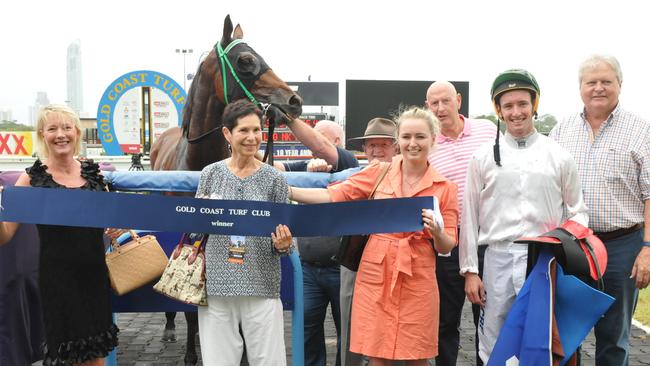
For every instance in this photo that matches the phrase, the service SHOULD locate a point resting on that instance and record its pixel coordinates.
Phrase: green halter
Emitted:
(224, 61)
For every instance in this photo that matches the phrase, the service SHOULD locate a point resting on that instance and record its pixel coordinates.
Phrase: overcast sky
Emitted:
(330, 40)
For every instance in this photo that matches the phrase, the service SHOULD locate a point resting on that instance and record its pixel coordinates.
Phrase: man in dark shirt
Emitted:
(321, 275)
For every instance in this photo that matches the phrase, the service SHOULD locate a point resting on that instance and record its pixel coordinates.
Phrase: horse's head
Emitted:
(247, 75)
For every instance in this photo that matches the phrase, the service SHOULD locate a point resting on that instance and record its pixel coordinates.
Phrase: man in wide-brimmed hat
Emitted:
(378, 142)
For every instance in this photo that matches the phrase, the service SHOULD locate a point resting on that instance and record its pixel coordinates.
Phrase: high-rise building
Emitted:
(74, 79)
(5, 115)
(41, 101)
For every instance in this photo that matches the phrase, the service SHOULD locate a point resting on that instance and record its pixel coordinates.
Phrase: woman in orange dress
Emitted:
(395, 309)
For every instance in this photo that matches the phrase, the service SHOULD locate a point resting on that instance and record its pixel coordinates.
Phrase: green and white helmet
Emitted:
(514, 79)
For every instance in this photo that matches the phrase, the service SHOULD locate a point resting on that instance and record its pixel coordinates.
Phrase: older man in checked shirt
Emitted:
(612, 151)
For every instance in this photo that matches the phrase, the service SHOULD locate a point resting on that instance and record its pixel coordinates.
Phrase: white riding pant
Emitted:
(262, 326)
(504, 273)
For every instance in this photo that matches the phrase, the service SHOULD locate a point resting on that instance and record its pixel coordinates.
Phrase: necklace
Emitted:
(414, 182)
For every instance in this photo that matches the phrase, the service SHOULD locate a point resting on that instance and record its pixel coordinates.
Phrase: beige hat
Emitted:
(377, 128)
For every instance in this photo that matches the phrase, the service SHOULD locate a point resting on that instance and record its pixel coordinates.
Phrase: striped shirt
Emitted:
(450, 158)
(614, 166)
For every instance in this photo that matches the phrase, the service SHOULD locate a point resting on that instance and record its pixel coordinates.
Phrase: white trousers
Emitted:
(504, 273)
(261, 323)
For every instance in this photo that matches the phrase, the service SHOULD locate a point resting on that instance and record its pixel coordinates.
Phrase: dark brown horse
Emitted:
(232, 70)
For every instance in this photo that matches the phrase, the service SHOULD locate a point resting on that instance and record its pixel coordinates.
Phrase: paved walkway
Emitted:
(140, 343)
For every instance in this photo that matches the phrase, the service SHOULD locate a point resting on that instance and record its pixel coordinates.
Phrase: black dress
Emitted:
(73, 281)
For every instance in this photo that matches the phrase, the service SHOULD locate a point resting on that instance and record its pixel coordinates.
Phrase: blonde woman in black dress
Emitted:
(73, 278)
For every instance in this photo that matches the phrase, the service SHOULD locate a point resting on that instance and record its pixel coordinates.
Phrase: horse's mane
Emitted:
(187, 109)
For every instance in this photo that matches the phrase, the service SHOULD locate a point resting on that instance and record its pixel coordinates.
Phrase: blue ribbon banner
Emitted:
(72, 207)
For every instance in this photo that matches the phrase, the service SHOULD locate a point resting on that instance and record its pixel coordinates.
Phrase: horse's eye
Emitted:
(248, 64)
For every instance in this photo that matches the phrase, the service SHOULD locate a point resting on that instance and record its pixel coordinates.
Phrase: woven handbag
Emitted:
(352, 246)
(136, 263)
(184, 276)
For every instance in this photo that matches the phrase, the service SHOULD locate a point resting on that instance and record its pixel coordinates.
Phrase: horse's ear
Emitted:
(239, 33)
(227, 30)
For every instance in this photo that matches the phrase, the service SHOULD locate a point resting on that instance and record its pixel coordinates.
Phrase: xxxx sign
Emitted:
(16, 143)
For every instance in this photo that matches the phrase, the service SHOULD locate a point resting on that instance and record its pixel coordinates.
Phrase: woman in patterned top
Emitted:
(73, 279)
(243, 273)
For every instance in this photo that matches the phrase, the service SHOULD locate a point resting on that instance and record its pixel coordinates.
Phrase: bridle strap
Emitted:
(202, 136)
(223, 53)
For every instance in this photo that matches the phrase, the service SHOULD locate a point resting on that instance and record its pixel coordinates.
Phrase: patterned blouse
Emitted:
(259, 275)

--

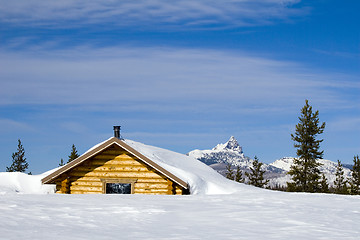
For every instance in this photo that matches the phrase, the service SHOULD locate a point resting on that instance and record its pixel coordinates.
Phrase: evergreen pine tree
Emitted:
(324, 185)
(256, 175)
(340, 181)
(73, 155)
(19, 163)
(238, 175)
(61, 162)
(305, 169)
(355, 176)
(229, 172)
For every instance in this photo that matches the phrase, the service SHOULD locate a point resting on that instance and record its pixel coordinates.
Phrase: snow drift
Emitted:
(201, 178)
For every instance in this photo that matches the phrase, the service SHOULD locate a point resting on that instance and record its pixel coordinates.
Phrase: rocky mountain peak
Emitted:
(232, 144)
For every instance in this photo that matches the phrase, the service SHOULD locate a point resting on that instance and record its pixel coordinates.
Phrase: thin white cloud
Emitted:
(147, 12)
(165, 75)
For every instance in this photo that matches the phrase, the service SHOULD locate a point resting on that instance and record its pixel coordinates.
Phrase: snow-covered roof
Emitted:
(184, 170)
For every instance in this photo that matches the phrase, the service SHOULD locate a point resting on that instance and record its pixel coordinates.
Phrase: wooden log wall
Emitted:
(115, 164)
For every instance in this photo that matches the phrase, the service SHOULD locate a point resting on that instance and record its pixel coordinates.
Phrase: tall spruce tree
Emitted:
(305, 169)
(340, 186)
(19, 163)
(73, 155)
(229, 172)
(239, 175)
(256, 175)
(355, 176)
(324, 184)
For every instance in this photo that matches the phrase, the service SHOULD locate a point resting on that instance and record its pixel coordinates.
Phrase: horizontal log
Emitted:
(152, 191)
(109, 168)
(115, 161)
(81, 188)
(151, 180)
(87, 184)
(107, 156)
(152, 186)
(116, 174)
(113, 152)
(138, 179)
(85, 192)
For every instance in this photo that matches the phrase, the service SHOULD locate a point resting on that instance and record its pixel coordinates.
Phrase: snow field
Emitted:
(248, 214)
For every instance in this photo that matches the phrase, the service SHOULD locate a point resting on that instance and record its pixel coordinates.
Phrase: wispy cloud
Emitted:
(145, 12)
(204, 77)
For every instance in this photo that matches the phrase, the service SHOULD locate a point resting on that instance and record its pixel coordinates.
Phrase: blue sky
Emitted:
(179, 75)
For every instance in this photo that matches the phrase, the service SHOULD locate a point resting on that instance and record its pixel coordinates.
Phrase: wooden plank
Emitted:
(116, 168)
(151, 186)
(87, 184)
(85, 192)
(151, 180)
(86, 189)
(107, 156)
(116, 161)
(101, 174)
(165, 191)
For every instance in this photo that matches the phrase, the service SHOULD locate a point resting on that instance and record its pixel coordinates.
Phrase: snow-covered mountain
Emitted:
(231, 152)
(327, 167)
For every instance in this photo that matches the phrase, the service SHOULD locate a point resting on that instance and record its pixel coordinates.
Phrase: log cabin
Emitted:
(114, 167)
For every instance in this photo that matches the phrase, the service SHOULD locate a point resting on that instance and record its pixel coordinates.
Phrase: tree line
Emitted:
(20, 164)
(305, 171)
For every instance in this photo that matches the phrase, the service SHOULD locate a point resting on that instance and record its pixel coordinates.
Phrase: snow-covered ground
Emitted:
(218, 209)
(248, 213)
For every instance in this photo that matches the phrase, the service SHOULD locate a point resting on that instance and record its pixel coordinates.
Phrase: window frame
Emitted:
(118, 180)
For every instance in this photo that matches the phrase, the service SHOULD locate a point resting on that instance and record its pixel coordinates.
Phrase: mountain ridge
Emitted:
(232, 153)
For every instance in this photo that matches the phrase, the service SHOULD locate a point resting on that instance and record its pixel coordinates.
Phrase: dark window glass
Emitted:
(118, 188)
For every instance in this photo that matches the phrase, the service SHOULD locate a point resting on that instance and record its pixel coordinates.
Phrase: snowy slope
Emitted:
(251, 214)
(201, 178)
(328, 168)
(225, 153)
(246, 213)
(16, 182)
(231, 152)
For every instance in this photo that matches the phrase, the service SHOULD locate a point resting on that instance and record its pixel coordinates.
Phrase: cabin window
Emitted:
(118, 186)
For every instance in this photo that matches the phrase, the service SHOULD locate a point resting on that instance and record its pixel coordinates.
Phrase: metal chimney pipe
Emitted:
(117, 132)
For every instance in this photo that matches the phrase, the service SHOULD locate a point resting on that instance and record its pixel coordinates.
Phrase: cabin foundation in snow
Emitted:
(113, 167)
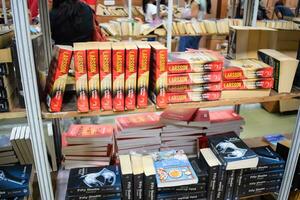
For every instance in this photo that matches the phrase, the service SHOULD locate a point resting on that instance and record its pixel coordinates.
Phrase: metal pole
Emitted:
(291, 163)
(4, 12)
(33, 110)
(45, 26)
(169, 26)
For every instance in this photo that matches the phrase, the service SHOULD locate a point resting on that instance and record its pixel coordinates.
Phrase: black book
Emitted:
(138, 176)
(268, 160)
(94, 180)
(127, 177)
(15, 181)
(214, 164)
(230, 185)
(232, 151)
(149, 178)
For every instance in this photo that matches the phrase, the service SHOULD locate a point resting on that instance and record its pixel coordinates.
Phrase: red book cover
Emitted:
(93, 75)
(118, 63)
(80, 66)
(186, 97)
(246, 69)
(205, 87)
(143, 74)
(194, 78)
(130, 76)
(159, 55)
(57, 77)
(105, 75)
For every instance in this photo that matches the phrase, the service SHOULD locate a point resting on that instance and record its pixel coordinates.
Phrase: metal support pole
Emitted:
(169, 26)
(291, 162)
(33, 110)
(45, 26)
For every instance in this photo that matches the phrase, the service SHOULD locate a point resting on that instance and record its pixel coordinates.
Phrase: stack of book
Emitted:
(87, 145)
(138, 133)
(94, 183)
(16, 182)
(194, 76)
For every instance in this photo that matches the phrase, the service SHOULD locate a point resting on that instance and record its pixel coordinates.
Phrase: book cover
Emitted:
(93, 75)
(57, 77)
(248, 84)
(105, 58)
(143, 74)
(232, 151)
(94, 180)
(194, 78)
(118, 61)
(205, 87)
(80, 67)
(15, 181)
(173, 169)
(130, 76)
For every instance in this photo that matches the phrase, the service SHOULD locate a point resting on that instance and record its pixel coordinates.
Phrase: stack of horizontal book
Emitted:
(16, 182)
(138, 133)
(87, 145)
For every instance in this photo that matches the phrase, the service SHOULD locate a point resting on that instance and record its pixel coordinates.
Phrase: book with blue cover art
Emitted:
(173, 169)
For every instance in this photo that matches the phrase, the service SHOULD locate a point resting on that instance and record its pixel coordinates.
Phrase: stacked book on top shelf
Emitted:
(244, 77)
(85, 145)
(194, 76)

--

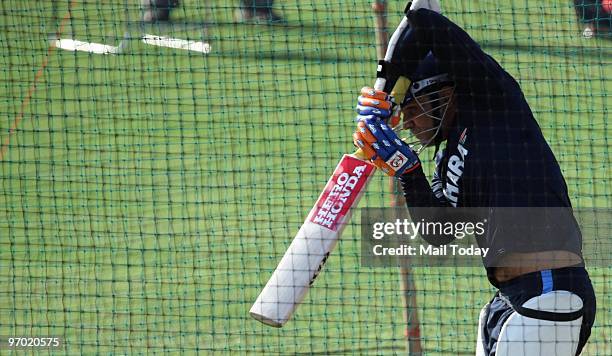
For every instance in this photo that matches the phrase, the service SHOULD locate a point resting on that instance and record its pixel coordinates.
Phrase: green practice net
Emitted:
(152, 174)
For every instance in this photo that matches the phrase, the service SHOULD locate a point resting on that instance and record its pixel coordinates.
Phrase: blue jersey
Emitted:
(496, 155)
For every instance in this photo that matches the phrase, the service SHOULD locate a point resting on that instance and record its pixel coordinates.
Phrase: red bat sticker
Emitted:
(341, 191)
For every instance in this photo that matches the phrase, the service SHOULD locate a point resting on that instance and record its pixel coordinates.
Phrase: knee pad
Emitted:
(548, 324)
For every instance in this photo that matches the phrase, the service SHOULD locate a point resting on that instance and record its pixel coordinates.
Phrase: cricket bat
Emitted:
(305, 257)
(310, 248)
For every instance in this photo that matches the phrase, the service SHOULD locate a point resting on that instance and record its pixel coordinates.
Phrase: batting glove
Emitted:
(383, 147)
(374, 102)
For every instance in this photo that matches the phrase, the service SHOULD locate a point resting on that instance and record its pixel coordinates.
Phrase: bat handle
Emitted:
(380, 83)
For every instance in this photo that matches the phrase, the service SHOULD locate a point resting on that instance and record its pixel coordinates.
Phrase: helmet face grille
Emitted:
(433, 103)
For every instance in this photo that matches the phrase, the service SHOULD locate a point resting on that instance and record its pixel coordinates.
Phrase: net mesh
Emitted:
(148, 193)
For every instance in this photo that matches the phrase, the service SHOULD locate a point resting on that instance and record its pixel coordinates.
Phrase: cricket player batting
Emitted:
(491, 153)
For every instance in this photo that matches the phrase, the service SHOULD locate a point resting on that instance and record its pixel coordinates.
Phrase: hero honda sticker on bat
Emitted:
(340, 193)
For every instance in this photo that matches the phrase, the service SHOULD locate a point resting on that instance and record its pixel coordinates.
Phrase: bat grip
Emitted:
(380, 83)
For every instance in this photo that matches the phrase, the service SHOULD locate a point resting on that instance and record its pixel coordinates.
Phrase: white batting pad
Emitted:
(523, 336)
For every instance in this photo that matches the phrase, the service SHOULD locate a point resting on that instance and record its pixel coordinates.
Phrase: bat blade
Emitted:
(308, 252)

--

## Given problem
Please pick out each line of the entries above that contains the word "dark", and copy those lines.

## Written response
Phrase: man in dark shirt
Phrase: dark brown horse
Phrase: dark window glass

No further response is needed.